=== Collected data ===
◆ ◆ ◆ ◆

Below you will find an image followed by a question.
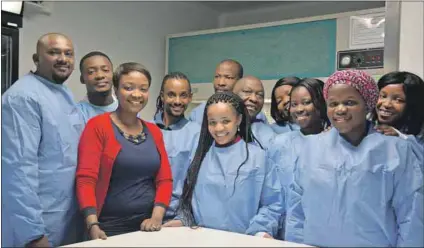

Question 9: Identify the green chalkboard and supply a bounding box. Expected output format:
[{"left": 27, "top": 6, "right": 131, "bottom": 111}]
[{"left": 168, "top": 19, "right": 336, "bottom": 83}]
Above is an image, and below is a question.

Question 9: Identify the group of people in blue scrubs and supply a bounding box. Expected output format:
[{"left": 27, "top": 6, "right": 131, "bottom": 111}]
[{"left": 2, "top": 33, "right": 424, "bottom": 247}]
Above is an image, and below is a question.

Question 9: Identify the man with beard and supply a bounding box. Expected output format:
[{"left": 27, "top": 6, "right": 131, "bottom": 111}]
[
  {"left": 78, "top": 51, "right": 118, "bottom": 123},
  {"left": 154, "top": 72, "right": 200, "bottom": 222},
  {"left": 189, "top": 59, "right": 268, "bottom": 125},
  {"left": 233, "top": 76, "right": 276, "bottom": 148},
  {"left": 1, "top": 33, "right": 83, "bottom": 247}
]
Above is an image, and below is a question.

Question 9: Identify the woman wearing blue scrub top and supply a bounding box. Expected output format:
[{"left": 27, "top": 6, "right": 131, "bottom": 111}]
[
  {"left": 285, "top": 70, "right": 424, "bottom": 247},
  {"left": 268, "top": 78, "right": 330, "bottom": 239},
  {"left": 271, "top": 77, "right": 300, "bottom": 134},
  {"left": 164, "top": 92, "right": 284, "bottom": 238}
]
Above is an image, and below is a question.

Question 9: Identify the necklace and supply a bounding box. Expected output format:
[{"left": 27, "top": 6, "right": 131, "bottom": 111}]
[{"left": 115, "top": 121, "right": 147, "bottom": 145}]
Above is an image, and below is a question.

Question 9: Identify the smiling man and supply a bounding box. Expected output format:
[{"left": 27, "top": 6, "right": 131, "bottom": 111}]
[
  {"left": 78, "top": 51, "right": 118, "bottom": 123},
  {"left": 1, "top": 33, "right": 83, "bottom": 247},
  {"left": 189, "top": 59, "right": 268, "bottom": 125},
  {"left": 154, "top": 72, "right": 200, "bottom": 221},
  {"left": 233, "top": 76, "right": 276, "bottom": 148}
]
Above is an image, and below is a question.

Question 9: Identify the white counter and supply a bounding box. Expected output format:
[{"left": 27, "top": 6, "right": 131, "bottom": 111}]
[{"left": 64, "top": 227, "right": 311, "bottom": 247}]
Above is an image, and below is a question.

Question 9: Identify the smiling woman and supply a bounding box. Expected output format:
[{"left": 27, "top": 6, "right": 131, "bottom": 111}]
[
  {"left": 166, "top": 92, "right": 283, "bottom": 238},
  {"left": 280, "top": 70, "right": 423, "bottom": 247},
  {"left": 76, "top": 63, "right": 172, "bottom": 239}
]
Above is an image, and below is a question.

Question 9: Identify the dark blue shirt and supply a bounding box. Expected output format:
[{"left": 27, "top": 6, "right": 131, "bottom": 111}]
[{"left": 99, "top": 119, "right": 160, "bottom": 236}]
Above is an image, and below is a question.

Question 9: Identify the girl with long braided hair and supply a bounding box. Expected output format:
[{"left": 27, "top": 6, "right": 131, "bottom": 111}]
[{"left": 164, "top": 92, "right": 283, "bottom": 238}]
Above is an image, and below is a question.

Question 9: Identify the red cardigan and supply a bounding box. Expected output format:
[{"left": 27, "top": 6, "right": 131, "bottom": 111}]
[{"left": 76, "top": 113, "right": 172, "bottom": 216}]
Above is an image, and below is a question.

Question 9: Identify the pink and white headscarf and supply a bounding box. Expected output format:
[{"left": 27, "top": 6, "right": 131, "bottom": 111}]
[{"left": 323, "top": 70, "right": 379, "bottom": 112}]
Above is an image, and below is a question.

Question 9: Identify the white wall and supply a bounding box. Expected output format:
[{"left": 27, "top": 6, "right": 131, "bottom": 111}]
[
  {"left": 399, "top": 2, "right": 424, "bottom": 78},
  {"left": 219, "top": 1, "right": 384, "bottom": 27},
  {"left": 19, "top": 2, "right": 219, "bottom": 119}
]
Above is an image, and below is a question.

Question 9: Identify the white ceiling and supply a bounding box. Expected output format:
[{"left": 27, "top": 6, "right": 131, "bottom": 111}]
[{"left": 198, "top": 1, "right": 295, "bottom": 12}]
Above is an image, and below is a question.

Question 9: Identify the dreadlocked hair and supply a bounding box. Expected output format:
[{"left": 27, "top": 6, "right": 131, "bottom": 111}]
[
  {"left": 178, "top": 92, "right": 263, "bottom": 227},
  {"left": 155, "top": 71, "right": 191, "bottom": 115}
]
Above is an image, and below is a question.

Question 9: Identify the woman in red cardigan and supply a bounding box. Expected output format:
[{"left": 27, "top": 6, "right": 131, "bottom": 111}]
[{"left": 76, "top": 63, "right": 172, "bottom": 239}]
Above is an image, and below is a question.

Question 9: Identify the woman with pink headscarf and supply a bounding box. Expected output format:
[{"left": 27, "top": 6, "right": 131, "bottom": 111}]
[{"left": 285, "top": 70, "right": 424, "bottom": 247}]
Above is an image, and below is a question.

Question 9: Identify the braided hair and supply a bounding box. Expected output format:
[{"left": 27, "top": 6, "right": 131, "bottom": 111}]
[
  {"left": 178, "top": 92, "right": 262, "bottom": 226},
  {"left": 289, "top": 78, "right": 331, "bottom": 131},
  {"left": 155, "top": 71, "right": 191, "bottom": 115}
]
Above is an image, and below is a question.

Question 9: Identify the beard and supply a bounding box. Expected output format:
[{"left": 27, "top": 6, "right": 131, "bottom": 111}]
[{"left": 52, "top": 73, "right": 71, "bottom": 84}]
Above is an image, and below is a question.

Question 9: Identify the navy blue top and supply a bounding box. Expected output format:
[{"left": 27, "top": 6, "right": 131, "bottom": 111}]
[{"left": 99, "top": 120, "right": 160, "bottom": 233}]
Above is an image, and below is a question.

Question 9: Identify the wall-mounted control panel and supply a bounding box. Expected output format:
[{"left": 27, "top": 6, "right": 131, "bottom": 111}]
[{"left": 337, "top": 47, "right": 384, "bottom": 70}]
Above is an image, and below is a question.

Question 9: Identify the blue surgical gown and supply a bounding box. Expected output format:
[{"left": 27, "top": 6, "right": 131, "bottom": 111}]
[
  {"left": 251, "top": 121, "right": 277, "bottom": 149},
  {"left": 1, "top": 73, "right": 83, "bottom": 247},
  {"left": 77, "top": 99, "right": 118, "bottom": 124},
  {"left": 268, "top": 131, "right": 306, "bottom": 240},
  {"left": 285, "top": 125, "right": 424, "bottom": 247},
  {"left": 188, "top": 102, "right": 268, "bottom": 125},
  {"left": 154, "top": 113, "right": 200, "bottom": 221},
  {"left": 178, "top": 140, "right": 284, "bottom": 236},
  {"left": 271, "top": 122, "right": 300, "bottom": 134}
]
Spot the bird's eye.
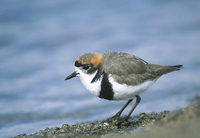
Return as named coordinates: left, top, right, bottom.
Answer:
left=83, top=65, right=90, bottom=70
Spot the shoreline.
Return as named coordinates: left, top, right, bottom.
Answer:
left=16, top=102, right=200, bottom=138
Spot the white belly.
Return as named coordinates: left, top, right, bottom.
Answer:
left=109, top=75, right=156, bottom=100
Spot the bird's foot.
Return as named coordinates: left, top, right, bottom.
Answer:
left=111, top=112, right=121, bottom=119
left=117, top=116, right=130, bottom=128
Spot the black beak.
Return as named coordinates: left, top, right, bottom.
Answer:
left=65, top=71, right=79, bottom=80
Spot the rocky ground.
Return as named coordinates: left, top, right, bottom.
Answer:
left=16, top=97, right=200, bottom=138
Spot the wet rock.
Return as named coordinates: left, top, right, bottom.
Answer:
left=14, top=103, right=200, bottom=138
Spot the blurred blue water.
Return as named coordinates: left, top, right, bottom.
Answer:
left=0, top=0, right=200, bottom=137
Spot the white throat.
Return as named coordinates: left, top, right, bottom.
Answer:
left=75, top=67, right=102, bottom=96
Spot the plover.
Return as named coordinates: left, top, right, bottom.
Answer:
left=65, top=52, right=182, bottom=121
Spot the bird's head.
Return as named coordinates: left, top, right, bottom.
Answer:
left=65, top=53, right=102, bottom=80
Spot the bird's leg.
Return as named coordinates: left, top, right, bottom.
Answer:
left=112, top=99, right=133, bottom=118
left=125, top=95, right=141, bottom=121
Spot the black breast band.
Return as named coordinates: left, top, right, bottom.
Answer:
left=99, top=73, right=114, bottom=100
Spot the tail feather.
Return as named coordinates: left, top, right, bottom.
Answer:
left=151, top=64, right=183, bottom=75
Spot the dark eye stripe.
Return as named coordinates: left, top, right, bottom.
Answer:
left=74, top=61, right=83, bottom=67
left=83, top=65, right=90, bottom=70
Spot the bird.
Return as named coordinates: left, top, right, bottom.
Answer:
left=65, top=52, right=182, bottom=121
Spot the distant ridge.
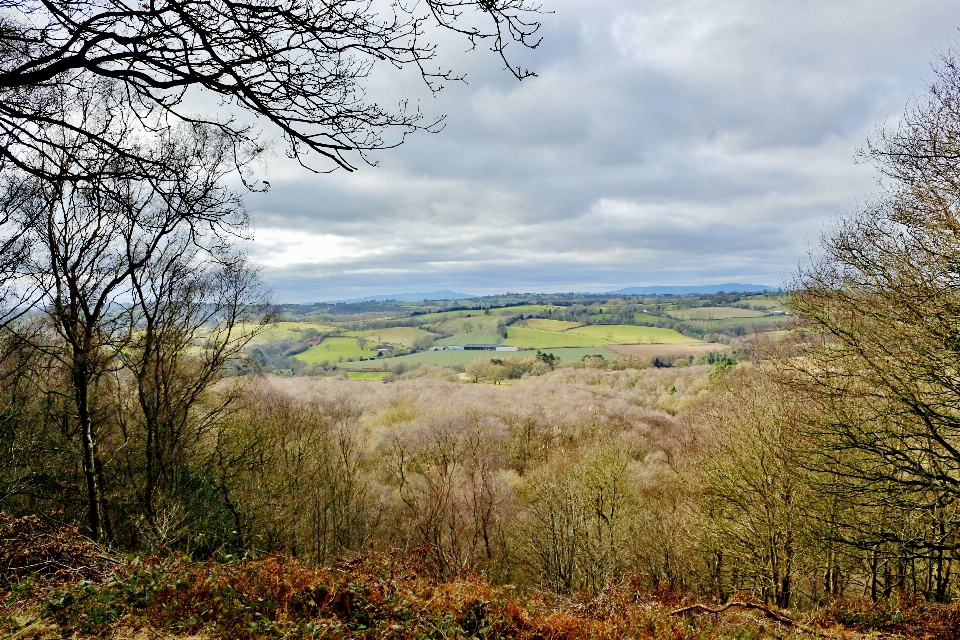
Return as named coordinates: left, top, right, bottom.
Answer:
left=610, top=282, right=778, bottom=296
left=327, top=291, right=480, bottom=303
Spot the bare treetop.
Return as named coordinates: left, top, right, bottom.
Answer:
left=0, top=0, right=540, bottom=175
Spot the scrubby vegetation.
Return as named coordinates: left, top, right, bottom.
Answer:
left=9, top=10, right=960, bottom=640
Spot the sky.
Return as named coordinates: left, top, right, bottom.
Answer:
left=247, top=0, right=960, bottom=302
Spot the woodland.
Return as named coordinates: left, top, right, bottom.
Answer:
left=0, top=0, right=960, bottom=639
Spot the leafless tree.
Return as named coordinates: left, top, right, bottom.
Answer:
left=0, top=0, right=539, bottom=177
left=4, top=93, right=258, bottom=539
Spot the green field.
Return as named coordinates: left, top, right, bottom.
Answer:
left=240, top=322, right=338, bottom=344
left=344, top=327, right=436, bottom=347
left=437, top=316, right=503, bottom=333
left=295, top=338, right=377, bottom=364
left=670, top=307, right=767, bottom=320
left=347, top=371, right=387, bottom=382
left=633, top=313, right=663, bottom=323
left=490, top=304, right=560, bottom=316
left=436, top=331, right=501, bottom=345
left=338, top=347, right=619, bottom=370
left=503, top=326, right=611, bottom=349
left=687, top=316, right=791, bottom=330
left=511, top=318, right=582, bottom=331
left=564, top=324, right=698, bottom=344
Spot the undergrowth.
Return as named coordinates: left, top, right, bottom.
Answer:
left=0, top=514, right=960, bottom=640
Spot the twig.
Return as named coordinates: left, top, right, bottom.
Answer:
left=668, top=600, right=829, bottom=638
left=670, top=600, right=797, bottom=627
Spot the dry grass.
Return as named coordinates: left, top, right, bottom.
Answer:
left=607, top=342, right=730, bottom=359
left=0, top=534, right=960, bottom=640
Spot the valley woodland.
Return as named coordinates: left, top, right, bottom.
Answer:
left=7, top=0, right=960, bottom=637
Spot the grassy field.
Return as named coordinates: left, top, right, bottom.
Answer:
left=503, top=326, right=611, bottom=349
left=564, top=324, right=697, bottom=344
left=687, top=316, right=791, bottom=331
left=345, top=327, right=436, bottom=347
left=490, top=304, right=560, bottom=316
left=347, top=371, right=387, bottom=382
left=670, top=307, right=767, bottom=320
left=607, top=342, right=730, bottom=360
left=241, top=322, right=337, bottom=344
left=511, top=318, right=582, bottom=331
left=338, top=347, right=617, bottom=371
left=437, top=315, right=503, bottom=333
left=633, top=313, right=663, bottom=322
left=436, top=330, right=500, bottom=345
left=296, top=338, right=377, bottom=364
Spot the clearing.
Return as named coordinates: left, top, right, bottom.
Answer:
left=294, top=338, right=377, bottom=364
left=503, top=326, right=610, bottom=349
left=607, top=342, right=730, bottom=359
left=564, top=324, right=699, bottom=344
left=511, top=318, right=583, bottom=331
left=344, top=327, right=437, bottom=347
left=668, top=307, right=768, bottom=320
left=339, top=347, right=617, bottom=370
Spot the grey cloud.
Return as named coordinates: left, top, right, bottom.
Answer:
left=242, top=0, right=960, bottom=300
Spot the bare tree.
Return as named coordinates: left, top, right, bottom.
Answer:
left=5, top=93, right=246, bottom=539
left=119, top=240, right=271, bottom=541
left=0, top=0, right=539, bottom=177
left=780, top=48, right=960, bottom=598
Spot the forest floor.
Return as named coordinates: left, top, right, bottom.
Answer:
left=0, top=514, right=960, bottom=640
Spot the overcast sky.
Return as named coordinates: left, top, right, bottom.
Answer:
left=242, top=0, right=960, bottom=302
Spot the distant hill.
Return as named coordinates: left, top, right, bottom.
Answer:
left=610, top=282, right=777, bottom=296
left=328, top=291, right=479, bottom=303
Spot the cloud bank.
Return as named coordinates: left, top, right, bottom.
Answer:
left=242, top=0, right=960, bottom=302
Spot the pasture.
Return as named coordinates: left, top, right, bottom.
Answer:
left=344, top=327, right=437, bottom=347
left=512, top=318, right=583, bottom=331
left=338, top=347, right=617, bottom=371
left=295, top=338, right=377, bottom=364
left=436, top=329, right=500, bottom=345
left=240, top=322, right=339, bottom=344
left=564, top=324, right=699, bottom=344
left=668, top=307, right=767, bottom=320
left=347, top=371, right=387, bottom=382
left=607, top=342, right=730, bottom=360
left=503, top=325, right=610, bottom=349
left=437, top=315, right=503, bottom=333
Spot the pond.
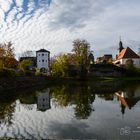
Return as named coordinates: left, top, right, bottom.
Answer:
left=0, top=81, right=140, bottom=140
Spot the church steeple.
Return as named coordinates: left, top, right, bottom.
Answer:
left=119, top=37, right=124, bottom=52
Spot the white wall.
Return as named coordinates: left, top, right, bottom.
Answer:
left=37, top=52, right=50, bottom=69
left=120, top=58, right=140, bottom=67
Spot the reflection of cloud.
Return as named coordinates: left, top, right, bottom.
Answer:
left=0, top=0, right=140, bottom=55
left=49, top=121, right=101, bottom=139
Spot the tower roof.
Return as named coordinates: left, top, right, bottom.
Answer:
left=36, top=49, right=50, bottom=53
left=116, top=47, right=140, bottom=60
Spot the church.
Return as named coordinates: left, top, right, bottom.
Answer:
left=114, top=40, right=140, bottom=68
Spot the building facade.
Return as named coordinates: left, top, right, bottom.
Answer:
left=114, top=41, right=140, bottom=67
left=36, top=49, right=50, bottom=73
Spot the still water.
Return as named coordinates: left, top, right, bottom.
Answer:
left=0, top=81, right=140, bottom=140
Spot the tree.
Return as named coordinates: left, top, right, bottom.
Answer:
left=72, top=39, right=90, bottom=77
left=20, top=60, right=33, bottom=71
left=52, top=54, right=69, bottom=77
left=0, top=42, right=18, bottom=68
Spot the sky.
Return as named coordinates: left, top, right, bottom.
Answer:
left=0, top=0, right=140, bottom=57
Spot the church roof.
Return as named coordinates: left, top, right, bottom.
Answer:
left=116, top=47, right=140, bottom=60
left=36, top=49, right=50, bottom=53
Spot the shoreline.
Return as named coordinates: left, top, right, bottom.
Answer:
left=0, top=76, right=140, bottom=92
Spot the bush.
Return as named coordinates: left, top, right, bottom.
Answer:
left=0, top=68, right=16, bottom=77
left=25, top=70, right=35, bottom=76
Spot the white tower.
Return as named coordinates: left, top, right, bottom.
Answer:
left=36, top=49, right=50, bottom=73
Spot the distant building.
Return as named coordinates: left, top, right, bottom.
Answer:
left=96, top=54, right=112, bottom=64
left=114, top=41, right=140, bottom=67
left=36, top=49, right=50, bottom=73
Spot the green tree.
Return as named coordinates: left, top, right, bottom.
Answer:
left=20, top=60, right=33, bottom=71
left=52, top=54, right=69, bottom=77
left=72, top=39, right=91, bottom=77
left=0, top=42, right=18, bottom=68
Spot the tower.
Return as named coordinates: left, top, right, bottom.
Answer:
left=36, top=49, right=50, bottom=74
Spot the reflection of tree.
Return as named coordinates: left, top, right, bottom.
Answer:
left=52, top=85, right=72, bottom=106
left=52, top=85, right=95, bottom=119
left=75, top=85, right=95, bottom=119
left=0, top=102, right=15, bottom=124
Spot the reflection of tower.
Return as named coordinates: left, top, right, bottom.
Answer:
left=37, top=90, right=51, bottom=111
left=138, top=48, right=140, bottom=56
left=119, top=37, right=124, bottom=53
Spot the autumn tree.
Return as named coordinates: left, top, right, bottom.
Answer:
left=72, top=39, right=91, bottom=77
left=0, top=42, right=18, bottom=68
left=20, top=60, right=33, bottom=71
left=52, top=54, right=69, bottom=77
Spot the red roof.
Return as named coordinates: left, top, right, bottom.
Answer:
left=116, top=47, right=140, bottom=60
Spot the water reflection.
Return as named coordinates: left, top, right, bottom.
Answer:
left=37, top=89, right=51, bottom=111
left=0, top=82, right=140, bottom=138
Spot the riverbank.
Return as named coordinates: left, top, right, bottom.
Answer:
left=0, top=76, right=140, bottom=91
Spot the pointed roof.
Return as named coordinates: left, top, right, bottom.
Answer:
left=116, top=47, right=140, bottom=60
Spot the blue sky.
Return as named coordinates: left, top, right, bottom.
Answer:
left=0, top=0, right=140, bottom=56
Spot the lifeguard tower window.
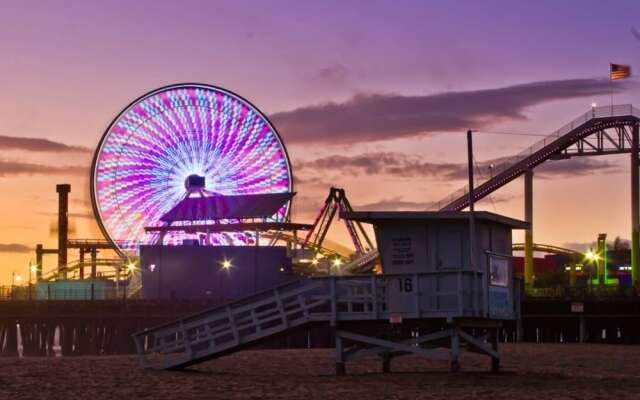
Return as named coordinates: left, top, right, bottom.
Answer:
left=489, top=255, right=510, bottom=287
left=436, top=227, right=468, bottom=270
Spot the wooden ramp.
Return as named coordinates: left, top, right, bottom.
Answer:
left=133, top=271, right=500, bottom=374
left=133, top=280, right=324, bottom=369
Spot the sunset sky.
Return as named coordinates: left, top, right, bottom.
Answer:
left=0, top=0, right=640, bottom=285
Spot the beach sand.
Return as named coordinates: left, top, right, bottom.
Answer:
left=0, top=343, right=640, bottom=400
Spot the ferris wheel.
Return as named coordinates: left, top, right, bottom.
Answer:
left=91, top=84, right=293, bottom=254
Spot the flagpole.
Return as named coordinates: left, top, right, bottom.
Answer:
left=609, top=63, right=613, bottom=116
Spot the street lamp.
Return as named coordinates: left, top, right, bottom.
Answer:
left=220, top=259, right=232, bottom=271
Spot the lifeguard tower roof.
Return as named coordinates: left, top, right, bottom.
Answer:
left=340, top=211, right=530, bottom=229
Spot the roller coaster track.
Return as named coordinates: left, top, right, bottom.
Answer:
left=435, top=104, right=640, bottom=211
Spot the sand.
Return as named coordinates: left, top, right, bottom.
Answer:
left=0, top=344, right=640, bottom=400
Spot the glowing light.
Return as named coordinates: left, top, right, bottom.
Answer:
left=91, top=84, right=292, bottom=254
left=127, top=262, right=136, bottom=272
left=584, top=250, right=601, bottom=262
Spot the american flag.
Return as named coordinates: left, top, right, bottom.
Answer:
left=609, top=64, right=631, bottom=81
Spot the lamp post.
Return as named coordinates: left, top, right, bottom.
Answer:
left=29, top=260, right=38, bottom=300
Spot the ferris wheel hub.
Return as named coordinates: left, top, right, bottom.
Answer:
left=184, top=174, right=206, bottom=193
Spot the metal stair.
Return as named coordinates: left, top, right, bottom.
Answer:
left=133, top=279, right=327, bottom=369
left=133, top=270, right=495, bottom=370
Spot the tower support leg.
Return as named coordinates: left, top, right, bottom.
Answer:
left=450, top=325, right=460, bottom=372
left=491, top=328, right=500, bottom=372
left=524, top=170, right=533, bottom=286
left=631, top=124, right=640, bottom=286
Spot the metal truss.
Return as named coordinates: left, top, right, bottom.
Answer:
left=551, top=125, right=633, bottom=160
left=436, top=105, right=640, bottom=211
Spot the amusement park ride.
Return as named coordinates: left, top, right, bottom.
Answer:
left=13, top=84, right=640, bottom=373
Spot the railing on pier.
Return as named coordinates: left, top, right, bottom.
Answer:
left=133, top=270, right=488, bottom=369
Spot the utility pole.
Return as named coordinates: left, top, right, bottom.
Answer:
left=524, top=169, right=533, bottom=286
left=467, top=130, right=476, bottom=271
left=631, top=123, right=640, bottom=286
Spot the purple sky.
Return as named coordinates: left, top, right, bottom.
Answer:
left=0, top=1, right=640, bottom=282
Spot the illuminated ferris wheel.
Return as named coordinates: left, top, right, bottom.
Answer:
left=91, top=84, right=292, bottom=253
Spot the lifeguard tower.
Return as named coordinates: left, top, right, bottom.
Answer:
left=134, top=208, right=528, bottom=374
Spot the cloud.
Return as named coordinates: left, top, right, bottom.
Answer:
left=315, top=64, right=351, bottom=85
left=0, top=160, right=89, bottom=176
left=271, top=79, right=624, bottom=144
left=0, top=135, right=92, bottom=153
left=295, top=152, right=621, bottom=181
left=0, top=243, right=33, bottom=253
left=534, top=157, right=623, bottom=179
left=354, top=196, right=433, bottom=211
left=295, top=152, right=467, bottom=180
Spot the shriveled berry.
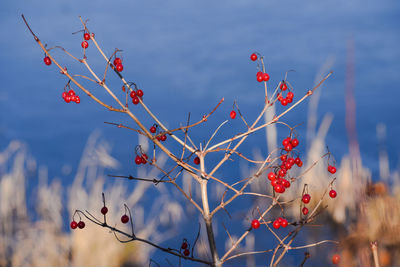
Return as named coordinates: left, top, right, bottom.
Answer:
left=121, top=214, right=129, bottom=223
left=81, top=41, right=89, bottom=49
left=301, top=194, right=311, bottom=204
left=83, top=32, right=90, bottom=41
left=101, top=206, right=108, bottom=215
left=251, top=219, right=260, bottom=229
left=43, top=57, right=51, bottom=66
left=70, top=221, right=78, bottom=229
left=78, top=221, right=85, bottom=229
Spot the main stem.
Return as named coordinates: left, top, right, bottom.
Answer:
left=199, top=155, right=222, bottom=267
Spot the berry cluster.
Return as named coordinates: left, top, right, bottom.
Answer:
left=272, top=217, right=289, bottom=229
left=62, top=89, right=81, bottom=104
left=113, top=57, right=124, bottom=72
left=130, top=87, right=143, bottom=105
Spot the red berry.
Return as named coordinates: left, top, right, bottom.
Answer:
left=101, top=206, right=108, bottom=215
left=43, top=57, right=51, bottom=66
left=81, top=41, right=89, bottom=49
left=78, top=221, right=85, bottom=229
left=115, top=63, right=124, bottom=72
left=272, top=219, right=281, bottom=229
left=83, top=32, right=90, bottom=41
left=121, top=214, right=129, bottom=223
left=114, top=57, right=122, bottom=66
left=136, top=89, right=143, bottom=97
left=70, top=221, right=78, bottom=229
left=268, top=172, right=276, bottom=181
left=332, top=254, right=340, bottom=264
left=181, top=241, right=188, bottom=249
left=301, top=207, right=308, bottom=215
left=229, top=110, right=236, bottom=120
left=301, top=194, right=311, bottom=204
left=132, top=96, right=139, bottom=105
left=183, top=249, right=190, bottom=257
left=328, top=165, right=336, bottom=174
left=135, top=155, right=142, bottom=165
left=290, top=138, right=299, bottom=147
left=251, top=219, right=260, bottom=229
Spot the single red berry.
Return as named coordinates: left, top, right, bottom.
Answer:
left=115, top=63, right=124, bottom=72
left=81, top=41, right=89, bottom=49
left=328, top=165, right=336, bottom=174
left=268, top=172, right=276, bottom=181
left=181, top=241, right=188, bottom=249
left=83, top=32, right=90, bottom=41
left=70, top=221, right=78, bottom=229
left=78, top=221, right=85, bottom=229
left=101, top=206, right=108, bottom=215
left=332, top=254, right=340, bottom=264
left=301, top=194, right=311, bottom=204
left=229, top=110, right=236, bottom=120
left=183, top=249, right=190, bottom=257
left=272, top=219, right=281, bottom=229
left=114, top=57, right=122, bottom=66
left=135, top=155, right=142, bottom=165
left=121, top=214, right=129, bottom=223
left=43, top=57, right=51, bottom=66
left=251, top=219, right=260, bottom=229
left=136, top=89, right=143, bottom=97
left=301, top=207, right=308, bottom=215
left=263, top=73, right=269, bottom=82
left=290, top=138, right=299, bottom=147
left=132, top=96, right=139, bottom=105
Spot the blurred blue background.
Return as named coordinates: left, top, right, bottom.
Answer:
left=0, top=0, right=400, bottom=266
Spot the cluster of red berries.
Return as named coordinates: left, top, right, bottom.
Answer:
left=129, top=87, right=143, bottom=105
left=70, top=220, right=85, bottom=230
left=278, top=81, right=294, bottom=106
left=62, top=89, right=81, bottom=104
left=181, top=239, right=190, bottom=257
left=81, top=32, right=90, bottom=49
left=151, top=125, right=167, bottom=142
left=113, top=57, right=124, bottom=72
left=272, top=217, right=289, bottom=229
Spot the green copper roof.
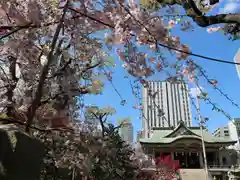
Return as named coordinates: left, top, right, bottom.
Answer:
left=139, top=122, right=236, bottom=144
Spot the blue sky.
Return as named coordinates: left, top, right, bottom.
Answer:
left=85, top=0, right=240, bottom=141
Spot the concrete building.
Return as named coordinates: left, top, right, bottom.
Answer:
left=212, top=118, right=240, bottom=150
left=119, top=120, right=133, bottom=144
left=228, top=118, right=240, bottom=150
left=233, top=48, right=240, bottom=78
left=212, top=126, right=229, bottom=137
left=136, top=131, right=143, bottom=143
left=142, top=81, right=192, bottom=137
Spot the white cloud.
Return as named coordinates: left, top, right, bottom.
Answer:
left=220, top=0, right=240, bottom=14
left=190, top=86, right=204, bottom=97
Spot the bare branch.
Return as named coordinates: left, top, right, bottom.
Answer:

◆ ◆ ◆ ◆

=== WHAT IS NEEDED ===
Copy out everything in the records from the line containing "Spot the roller coaster track." down to the line containing "left=0, top=344, right=640, bottom=400", both of those lines included, with no changes.

=== SOLUTION ===
Spot the roller coaster track.
Return as named coordinates: left, top, right, bottom.
Answer:
left=435, top=104, right=640, bottom=211
Spot the sand.
Return as named coordinates: left, top, right, bottom.
Answer:
left=0, top=344, right=640, bottom=400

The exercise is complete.